**Goal:**
Turn the lines of the records into a JSON list of strings, one string per line with blank lines omitted. Start at the line containing "Mark the innermost point of each instance of the striped" and continue through the last line of the records, including both ends.
━━━━━━
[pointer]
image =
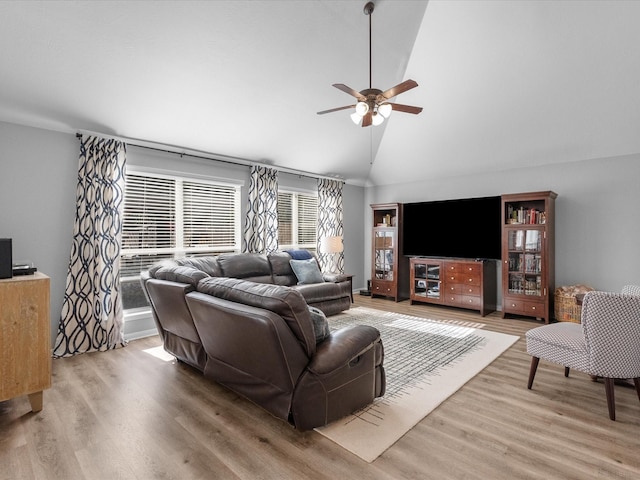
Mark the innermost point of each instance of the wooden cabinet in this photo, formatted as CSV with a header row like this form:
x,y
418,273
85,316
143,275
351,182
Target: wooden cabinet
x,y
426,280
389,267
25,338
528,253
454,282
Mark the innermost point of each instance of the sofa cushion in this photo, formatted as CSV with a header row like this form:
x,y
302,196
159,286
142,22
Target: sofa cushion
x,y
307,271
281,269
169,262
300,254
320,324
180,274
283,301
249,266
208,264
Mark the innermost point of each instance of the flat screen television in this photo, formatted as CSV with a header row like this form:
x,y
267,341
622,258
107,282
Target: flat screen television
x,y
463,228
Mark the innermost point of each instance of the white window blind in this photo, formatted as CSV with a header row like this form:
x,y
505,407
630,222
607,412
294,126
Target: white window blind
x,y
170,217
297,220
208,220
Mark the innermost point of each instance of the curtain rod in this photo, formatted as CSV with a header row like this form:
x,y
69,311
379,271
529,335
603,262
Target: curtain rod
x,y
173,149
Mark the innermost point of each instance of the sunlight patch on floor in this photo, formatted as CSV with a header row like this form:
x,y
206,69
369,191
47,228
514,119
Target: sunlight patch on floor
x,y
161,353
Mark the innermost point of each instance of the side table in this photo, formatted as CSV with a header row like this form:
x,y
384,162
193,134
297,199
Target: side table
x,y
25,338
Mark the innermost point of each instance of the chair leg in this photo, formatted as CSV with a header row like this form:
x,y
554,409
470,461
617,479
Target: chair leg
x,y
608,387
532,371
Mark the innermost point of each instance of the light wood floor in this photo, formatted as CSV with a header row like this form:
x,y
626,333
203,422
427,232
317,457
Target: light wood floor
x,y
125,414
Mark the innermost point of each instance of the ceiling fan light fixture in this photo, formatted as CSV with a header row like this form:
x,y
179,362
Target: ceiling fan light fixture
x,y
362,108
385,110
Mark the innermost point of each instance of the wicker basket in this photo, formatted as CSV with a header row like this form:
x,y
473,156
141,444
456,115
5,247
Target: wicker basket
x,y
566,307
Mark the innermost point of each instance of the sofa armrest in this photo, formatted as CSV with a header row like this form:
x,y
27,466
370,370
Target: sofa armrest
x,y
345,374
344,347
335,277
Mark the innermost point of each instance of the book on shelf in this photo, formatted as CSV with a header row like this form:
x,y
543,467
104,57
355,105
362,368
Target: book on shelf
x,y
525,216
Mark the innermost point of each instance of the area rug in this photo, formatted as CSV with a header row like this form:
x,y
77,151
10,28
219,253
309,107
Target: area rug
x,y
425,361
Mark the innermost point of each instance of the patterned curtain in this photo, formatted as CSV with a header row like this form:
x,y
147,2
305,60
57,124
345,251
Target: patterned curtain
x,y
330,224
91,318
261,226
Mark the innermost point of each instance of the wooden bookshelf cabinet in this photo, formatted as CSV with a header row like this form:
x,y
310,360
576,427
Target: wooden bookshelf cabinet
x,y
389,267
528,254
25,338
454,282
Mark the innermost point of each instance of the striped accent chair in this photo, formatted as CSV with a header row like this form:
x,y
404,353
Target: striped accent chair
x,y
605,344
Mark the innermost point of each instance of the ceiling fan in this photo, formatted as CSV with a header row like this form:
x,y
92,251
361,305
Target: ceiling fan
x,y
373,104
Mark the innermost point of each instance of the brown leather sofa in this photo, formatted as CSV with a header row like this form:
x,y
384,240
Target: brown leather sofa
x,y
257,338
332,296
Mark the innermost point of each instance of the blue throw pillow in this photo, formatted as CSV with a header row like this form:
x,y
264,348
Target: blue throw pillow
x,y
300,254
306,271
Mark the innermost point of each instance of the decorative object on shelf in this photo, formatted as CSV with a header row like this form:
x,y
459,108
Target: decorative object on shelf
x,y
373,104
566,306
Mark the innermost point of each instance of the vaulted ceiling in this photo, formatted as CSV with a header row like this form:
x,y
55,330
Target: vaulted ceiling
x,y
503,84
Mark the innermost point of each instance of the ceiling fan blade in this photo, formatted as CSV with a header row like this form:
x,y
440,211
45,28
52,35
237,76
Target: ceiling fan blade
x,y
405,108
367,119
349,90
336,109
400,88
━━━━━━
**Correct output:**
[
  "Mark the innermost point of each instance of the striped accent chair in this photo, formatted as CSV with a header row like this form:",
  "x,y",
  "404,353",
  "Target: striped accent chair",
  "x,y",
  "605,344",
  "Mark the innermost point of each instance of the ceiling fan in this photo, formatted as CSV with a header row like this form:",
  "x,y",
  "92,251",
  "361,305",
  "Target: ceiling fan",
  "x,y",
  "373,104",
  "Mark the innermost point of each instance of the brown leather sofa in this photo, formatted as CSV with a header row like this form:",
  "x,y",
  "384,240",
  "Target: brown leather sofa",
  "x,y",
  "257,338",
  "332,296",
  "Mark the innermost point of each instance of the blue throw pillow in this photo, formatted as CSV with a header row like this form:",
  "x,y",
  "264,348",
  "Target: blue throw pillow",
  "x,y",
  "300,254",
  "306,271",
  "Mark the innermost point of each instance of the decorative object on shelf in this photo, formatted as CSV with a header row like this form:",
  "x,y",
  "459,108",
  "Target: decorative object on shelf",
  "x,y",
  "373,104",
  "566,306",
  "Mark the innermost point of each instance of the vaulted ceiling in this photo, formatted as CSV with a header row like this form:",
  "x,y",
  "55,330",
  "Target: vaulted ceiling",
  "x,y",
  "503,84",
  "Mark the innermost point of each instance of the ceiling fan blade in this photo, formatted as CSV with a header row like this form:",
  "x,y",
  "440,211",
  "45,28",
  "52,35",
  "237,76",
  "Target: ceiling fan blade",
  "x,y",
  "405,108",
  "367,119",
  "349,90",
  "336,109",
  "400,88"
]